◆ Written exercise 1
Transcribe the part of the XR750 build thread between "All the best" and "Regards,Ian (seagar)", inclusive.
◆ Written exercise 2
Resume the forum thread about the 1/4 scale XR750 engine build, starting right after its final line.

# XR750



## cyclerider57 (Aug 28, 2011)

I've been watching and reading for a little while on the site now and have finally started my first scale project. I'm an engine development engineer and race engine builder so I'm not new to machining but this will be my first micro build. I started yesterday by getting together some parts and laying them up in CATIA to 1/4 scale. I'll try to keep the build updated as it progresses because those are the threads that have inspired me to do a build (such as stevehuckss396 v8).

My build will be a 1/4 scale Harley-Davidson XR750 motorcycle engine. The XR750 is still the dominate engine in grand national dirt track racing and where my roots are so it was an obvious choice.

Regards.
-Jordan


----------



## kustomkb (Aug 28, 2011)

Welcome to the forum Jordan.

Nice choice of engine.

All the best with your design and build!


----------



## seagar (Aug 28, 2011)

wEc1 Jorden, I am looking forward to following this build.

Regards,Ian (seagar)
Coffs Harbour,
Australia.


----------



## metalmad (Aug 28, 2011)

This ones gunna be great ;D
will be watching 
Pete


----------



## cyclerider57 (Aug 31, 2011)

I've got most of the cam cover setup in CATIA. I'd like to do the cases next so I can get started on machining to help break up the measurement time.


----------



## stevehuckss396 (Aug 31, 2011)

cyclerider57  said:
			
		

> I'll try to keep the build updated as it progresses because those are the threads that have inspired me to do a build (such as stevehuckss396 v8).



So your blaming me for this one. Well OK! Best of luck and if you need anything, were all here!!


----------



## cyclerider57 (Nov 21, 2011)

Sorry for no updates. I promise this isn't a lost project, the Masters degree takes up a lot of time once classes start back up. I'm finishing up the right case along with the cylinder heads. I'll have to get more images at a future date.
-Jordan


----------



## cyclerider57 (Dec 11, 2011)

Attached are a few more pictures of my CATIA files. The left and right cases are pretty much buttoned up as well as both cylinders. I am working on the heads during lunch breaks and started the rocker boxes tonight. I plan to start the machining process as soon as I complete the drawings for the cases.

I've also attached a couple of pictures of one of our race bikes for those that haven't seen a Harley-Davidson XR-750.


----------



## JorgensenSteam (Dec 11, 2011)

◆ Given entries
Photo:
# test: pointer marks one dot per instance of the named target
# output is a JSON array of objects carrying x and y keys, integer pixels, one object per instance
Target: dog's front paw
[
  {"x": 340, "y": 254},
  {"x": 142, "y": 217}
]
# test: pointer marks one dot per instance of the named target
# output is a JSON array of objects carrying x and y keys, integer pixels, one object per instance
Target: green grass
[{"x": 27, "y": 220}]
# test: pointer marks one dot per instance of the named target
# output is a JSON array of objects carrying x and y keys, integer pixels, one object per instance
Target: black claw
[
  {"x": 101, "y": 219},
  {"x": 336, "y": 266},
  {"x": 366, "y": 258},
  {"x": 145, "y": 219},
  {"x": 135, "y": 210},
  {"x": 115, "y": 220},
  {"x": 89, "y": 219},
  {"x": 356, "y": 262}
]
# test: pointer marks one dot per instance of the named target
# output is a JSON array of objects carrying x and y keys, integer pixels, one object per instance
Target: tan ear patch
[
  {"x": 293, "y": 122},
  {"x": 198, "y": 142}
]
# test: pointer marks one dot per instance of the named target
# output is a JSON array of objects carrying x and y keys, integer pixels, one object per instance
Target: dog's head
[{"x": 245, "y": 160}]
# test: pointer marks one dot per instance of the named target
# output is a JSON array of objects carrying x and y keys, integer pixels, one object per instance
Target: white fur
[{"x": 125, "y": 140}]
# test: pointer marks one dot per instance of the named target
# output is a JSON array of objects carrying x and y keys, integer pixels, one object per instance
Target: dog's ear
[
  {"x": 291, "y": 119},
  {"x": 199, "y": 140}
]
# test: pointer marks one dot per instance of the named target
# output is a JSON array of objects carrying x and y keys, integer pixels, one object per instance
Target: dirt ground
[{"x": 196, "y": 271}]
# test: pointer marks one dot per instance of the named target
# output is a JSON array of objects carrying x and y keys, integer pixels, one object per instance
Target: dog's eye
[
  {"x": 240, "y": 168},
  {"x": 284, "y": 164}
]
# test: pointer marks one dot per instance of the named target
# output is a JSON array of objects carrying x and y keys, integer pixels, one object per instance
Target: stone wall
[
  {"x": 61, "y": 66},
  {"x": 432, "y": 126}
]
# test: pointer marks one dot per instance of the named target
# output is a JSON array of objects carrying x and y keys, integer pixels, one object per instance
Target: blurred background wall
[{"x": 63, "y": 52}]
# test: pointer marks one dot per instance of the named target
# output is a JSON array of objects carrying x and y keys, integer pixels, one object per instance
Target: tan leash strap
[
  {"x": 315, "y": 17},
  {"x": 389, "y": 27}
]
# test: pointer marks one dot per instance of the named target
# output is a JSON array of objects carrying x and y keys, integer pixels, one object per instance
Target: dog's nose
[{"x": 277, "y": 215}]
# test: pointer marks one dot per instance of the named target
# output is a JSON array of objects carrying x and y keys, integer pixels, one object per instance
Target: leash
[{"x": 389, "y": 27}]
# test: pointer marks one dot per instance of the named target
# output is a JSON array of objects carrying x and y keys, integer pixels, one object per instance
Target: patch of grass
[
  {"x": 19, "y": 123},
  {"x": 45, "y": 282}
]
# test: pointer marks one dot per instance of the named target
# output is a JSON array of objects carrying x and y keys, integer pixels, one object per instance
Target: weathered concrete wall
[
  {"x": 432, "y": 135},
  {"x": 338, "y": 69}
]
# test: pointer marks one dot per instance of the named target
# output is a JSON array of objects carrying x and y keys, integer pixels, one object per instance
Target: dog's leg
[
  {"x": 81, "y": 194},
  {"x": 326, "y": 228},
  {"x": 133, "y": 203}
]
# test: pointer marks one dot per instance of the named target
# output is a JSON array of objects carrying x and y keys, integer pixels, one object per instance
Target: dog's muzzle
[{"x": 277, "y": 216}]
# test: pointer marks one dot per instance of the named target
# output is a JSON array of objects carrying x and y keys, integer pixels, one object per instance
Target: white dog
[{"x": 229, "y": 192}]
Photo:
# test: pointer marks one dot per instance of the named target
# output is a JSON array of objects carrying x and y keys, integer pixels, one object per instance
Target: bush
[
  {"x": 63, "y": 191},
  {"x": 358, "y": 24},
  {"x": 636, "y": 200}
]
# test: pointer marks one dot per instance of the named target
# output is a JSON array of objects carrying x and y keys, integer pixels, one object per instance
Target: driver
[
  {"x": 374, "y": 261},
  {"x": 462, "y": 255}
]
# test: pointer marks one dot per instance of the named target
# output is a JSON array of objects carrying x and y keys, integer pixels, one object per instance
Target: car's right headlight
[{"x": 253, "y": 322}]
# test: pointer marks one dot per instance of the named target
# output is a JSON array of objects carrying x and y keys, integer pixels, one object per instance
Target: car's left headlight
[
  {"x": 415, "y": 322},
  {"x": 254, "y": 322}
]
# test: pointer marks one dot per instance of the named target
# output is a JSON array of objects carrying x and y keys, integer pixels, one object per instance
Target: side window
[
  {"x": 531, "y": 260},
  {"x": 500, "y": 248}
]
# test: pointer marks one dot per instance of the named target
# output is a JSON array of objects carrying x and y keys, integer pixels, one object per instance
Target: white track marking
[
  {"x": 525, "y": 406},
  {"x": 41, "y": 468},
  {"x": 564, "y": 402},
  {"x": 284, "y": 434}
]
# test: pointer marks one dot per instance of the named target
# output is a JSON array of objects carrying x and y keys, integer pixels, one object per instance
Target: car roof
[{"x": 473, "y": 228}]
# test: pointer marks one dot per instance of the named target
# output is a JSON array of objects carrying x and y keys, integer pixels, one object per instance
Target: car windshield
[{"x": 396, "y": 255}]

◆ Output 1
All the best with your design and build!


----------



## seagar (Aug 28, 2011)

wEc1 Jorden, I am looking forward to following this build.

Regards,Ian (seagar)

◆ Output 2
Hey now there is a bike I could really get into.

Very nice.

Pat J


----------



## Foozer (Dec 11, 2011)

Now thats a Putt Putt

Robert


----------



## Bob Farr (Dec 12, 2011)

Schwing! Coolest project EVER!


----------



## cyclerider57 (Dec 12, 2011)

Thanks for the comments everyone.

I see we have a dirt track fan! It was definitely the sport of the past but they are trying to get more interest. Once the races get going again I'll get a schedule up for anyone interested in going to a race.


----------



## cyclerider57 (Dec 19, 2011)

It is coming closer. The models for the heads and rocker boxes are nearly finished. I have next week off so with any luck, I will be able to start making some chips over the holiday.


----------



## stevehuckss396 (Dec 19, 2011)

cyclerider57  said:
			
		

> I have next week off so with any luck, I will be able to start making some chips over the holiday.



Sounds good, what time do you want us to be there!! :big: :big: :big:


----------



## cyclerider57 (Dec 20, 2011)

Lets do it! It'd be cool to meet some of the scaled engine guys in Michigan. I'll put all of you too work on some of my other projects. ;D


----------



## cyclerider57 (Aug 7, 2016)

After many years and moves causing files to be lost, I have caught back up in replacing the loss. The only  parts previously causing chips were cylinders so I decided to print the parts. Now holding the scaled plastic model I can only debate keeping it 1/4 scale or going to 1/3 scale for the real deal.


----------



## metalmad (Aug 7, 2016)

Hi Jordan
Glad to see you back on this.
Life just gets in the way sometimes.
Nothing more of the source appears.